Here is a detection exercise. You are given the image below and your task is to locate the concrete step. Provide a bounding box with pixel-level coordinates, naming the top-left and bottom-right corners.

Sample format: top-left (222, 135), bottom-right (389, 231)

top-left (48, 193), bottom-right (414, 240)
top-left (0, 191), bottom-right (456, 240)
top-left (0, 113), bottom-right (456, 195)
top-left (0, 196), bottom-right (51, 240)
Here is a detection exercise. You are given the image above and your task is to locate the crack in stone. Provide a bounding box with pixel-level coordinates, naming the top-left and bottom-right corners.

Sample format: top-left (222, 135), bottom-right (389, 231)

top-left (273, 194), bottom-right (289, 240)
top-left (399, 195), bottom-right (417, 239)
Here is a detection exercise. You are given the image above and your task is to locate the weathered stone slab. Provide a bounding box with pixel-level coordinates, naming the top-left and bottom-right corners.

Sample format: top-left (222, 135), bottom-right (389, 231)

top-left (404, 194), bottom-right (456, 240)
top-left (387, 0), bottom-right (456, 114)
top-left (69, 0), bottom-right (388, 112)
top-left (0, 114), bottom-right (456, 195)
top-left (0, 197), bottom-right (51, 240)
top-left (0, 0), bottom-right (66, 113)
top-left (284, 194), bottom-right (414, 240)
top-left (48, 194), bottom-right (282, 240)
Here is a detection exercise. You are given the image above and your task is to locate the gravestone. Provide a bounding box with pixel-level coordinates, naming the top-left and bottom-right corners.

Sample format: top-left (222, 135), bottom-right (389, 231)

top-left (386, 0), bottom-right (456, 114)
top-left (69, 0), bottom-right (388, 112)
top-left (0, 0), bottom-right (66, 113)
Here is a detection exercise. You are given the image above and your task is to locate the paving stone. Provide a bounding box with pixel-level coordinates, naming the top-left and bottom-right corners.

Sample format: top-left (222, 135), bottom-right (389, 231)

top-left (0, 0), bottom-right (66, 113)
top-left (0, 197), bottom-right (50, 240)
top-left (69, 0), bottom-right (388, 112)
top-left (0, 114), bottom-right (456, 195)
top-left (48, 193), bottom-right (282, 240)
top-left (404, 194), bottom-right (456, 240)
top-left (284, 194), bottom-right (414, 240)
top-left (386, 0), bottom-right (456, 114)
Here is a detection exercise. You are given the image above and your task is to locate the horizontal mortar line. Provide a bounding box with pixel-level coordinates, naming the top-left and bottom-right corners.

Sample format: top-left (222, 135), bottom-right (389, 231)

- **Short problem**:
Count the lines in the preceding entries that contain the string "above", treating uppercase and lowercase letters as distinct. Reply with the number alone.

- **Response**:
5